_WORK INSTRUCTIONS_
Pick out each line in the records below that contains the string "area", and copy those lines.

◆ ◆ ◆ ◆ ◆

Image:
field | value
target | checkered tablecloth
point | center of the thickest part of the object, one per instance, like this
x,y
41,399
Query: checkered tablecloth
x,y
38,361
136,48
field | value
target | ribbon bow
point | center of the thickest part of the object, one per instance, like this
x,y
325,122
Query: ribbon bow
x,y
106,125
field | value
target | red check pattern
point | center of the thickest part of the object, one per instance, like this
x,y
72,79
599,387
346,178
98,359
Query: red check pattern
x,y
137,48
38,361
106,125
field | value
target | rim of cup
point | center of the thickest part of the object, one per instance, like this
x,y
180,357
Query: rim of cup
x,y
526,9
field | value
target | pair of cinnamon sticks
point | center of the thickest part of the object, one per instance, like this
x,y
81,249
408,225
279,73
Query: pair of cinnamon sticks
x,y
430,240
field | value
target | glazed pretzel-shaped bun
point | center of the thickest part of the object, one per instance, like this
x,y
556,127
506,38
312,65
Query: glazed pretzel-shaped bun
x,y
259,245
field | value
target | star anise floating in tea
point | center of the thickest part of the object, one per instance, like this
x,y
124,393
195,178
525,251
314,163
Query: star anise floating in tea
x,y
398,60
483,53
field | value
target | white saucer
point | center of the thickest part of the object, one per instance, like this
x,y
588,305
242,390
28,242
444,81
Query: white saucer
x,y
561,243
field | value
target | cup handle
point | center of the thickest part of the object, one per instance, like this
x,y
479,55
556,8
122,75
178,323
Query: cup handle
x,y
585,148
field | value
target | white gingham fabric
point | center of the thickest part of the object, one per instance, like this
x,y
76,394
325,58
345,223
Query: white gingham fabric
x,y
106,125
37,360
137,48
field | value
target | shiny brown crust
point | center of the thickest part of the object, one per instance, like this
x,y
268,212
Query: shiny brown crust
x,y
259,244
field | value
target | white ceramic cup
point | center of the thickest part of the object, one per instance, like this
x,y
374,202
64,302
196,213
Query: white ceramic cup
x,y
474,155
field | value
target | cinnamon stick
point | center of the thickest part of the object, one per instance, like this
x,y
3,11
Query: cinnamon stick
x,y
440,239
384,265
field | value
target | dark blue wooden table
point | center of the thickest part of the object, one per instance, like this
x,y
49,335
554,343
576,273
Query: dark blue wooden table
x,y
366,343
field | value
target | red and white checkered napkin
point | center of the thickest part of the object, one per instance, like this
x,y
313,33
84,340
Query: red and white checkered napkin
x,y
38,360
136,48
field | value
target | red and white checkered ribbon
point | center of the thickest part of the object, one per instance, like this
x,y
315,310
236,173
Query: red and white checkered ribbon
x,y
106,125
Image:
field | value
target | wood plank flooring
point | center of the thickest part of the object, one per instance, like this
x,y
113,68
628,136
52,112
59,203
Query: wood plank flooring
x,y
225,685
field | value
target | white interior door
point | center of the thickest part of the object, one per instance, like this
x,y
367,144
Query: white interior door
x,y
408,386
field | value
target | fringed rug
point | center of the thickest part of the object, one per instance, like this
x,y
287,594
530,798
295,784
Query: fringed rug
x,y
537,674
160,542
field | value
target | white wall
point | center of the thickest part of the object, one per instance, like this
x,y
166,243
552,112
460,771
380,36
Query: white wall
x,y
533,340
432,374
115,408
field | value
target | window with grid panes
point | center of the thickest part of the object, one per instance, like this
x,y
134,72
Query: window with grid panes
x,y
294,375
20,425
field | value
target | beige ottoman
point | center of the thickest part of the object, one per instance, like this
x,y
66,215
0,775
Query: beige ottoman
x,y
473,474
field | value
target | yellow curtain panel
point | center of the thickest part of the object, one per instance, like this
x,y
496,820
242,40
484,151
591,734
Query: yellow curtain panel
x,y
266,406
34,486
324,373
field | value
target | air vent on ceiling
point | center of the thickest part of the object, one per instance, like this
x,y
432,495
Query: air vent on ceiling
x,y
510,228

◆ ◆ ◆ ◆ ◆

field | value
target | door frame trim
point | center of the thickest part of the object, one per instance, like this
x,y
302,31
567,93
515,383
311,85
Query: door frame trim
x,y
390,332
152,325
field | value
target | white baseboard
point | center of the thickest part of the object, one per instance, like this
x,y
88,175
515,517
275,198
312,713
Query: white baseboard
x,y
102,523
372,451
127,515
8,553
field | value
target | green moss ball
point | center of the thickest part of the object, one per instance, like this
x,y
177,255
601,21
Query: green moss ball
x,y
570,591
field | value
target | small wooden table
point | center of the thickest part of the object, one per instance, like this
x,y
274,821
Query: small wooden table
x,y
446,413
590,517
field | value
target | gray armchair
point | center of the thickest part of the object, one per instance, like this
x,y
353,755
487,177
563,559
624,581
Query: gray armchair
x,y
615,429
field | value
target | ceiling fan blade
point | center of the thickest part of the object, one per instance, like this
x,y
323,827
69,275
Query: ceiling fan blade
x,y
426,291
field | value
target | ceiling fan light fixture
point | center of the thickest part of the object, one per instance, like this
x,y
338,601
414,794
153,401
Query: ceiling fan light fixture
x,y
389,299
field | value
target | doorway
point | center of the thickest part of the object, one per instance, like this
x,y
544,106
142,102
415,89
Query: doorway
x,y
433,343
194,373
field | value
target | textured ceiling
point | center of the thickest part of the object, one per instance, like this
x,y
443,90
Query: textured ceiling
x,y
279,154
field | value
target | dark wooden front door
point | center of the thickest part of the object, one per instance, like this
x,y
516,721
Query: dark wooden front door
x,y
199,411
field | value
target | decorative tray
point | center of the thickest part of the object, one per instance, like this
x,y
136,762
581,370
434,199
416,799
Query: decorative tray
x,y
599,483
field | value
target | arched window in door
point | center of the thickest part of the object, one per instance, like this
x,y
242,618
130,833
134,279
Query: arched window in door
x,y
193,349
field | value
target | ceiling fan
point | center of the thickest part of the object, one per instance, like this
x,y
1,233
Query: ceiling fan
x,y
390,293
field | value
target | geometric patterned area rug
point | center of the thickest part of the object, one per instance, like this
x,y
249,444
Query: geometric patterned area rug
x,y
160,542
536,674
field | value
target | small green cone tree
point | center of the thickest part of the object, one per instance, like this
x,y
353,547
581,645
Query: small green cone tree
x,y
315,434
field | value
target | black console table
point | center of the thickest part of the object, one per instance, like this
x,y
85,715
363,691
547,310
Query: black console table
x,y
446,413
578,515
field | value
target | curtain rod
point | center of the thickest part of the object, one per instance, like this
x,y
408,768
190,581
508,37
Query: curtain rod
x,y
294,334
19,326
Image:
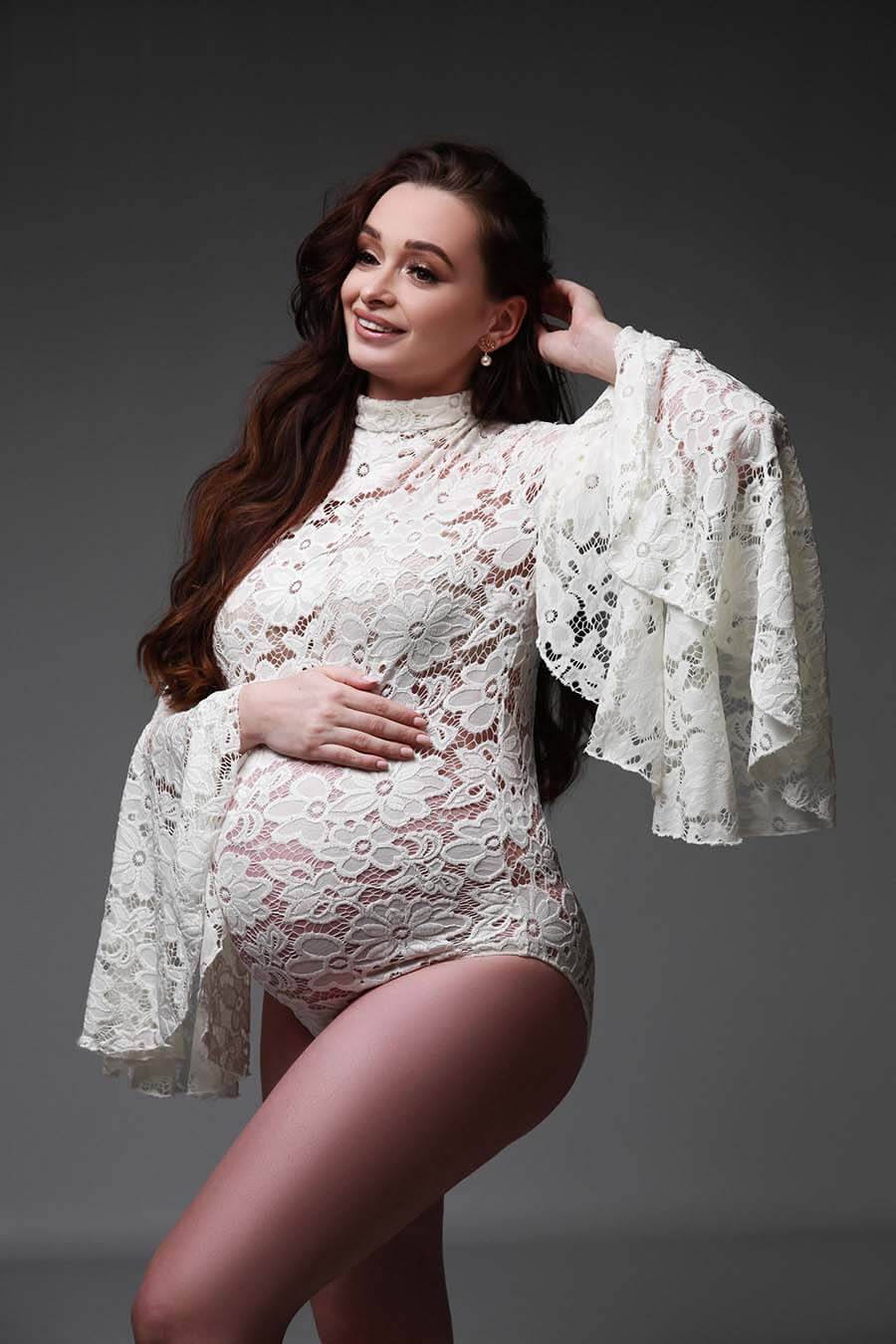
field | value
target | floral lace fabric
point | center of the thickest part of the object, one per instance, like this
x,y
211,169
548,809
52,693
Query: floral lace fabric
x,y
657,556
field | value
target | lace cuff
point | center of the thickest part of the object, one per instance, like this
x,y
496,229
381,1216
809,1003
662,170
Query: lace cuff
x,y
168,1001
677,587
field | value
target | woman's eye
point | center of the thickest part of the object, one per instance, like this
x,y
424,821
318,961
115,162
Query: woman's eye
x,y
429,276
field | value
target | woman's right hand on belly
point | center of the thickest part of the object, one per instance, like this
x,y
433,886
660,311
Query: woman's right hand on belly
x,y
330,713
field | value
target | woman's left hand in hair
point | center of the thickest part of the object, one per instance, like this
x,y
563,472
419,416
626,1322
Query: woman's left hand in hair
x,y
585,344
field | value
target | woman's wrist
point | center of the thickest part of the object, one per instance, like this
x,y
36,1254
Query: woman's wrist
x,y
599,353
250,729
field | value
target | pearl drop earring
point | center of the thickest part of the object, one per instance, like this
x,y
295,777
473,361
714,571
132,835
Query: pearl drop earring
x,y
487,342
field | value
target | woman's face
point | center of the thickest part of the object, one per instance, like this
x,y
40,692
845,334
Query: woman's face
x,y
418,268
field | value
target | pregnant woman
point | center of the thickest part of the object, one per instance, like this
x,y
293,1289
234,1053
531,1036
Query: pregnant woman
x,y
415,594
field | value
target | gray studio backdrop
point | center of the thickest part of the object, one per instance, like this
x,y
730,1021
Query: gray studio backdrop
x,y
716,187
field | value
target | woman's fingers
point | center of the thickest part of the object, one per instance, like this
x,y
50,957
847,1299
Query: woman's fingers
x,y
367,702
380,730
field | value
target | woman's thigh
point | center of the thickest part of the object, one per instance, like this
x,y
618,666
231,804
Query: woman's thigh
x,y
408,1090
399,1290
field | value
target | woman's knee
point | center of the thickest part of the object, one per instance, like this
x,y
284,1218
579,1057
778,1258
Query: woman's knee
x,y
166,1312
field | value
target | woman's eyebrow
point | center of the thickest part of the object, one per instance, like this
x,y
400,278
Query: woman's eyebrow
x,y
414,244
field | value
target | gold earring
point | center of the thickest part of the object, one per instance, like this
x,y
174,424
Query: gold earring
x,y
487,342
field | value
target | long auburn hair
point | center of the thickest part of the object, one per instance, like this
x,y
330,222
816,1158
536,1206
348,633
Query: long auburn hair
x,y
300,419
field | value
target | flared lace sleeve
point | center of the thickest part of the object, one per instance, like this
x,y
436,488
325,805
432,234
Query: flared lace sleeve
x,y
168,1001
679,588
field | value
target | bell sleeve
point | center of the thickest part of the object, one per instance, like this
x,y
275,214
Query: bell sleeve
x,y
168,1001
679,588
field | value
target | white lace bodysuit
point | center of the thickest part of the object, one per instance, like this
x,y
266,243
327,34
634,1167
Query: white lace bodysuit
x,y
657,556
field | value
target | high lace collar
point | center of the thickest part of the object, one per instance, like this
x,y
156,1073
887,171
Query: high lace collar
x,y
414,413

◆ ◆ ◆ ◆ ◆

_TASK RESPONSE_
target | geometric patterned area rug
Query: geometric patterned area rug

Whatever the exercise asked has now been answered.